Mathématiques et mathématiciens à l'écran

Qu’est-ce qu’un bon film ? Pourquoi choisissons-nous de nous enfermer pendant deux heures dans une salle obscure ?

Un film réussi, c’est d’abord un bon scénario, puis de bons acteurs, une bonne réalisation, et finalement l’impression pour le spectateur d’être emporté quelque part, ailleurs si le film est une fiction, ou dans un ici à éclairer s’il s’agit d’un documentaire. C’est en tout cas une œuvre, une création, un aboutissement. Aller au cinéma suppose de vouloir rêver, s’évader, s’émerveiller, se rassurer… ou s’informer. Y montrer des mathématiques ou des mathématiciens présente des difficultés déjà rencontrées dans d’autres modes de popularisation : une abstraction et un langage complexes à faire partager, des silhouettes que l’on a trop tendance à caricaturer, une insertion sociale et culturelle qui semble problématique à un large public. En ce sens, le film américain Les figures de l’ombre (Théodore Melfi, 2016) sur les « calculatrices » - femmes et noires - de la Nasa avant le vol de John Glenn, est une réussite : les héroïnes, brillantes intellectuelles, vivent dans un environnement familial, amoureux et amical « classique » bien que subissant la ségrégation de l’époque) et ne se montrent nullement caractérielles.

++++++

ÉNONCÉ> Recopiez mot pour mot, dans le texte sur les mathématiques au cinéma, le passage allant de « Mathématiques et mathématiciens » jusqu'à « salle obscure ? ».

Entrées de données recueillies:

++++++

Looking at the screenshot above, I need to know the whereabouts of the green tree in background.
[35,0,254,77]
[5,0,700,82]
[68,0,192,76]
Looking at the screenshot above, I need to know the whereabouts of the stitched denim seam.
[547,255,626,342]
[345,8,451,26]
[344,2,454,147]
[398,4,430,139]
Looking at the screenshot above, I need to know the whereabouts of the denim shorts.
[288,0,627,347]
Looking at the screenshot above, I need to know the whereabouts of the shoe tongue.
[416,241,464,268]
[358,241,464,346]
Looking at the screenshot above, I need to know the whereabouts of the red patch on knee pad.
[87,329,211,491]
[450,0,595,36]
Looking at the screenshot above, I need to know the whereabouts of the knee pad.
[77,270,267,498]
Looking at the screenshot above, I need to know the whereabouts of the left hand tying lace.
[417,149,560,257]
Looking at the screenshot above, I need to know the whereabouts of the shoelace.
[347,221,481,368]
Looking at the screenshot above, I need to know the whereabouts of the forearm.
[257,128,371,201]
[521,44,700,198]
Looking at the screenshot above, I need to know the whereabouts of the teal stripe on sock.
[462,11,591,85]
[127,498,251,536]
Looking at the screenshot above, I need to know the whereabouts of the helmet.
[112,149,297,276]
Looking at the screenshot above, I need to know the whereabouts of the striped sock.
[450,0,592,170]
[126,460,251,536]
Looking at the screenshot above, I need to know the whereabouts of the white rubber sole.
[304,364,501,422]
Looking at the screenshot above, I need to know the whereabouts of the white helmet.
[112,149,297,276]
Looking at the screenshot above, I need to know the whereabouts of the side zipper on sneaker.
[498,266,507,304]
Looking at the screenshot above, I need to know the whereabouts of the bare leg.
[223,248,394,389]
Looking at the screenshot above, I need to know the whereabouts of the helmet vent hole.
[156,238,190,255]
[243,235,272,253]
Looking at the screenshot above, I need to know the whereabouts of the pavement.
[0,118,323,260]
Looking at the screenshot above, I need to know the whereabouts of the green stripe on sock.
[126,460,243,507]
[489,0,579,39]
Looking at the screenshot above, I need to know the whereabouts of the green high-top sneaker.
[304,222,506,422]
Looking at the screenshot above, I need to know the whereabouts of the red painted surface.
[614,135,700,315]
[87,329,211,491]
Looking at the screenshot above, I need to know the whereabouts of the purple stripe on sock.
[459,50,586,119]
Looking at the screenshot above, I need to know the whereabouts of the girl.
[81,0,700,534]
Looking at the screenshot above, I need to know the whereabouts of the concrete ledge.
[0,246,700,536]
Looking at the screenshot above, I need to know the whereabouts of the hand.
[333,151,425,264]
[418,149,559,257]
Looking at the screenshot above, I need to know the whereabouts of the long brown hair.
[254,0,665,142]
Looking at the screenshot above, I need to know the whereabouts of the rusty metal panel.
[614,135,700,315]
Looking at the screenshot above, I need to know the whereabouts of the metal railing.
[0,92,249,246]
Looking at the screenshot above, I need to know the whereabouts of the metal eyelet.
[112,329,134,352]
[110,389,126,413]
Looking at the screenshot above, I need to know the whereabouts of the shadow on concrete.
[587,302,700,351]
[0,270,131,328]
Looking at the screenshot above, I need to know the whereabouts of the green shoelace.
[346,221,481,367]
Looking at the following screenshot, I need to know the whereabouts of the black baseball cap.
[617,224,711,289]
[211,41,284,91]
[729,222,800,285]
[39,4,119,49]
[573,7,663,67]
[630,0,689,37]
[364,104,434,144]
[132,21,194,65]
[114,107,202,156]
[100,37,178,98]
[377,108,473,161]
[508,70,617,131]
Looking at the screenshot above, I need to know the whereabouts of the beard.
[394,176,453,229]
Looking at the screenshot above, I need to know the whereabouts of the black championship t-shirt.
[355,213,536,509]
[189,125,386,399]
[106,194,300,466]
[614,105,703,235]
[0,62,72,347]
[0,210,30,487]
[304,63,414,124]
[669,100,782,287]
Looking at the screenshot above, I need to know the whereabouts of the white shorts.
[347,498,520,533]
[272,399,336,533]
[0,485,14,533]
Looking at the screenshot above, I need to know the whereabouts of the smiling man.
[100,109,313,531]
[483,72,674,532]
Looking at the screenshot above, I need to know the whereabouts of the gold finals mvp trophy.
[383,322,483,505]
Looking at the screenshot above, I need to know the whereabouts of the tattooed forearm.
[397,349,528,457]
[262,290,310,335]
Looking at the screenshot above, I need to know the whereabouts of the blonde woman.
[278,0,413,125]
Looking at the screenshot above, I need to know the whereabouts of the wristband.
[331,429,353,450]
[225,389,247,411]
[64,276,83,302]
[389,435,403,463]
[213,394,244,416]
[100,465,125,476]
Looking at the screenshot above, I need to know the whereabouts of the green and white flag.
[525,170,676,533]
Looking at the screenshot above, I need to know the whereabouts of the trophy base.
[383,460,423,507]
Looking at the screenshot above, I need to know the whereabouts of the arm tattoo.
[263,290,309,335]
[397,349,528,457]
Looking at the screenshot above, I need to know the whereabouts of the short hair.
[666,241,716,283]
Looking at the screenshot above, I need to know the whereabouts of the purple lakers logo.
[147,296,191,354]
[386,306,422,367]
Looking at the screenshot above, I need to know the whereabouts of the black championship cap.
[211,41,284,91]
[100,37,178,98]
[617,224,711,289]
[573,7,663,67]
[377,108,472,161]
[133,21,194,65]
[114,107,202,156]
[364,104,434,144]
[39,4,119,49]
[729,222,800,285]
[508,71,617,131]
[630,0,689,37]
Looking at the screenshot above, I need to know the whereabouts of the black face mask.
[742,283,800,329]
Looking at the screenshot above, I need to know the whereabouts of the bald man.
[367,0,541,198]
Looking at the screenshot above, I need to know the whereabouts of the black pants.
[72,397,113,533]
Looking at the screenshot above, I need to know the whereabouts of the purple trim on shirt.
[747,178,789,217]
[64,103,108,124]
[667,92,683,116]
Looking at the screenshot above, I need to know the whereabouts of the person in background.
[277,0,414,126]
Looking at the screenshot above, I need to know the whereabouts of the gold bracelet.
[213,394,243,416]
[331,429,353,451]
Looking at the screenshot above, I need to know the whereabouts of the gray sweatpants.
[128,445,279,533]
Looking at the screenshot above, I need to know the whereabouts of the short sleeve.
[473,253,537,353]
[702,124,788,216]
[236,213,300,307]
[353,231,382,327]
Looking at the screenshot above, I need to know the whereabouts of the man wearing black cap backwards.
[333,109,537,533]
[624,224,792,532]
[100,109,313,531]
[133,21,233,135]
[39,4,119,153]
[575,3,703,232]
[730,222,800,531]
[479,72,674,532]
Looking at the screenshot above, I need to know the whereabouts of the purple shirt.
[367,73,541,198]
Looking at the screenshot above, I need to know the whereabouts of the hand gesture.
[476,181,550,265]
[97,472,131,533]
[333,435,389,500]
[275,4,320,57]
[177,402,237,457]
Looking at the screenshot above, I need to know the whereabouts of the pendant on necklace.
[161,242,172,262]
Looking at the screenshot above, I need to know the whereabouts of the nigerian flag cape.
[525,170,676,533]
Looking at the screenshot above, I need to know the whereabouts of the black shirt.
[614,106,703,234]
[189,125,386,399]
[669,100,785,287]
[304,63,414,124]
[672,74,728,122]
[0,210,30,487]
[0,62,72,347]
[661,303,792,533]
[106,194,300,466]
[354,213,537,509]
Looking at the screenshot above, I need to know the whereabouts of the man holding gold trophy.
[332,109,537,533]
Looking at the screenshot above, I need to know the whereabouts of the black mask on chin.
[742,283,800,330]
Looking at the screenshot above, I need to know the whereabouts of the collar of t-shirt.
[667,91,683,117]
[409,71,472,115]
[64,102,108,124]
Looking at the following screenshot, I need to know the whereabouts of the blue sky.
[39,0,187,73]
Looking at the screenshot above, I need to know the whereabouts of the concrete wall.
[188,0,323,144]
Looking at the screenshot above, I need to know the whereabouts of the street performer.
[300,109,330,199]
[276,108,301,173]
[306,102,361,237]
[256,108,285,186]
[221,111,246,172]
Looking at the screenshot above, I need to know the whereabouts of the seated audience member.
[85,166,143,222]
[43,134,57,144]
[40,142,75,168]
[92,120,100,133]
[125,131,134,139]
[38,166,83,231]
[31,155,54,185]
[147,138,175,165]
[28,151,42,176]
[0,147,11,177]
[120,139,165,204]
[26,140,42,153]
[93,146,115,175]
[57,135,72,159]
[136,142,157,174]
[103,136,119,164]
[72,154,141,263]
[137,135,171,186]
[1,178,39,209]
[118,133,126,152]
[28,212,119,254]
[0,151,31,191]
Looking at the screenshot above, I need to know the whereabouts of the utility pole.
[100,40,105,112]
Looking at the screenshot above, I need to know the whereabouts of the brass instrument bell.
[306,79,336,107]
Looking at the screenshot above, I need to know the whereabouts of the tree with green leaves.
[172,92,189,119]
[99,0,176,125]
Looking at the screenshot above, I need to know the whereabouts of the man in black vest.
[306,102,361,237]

++++++

RÉSULTAT>
Mathématiques et mathématiciens à l'écran

Qu’est-ce qu’un bon film ? Pourquoi choisissons-nous de nous enfermer pendant deux heures dans une salle obscure ?